REQUIRED TASK. Rewrite the listing below, replacing every "layered hill silhouette" with "distant ridge line" and leaving everything else unchanged.

## Begin PROVIDED RECORDS

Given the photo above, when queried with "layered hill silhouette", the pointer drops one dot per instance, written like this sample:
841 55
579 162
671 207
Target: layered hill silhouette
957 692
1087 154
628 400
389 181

## End PROVIDED RECORDS

CORRECT RESPONSE.
Given the photo above, when queried with "distant ridge line", the pointer drops one dot per instance, written like this sample:
841 55
579 162
671 207
Target: distant ridge line
957 692
1087 154
628 400
389 181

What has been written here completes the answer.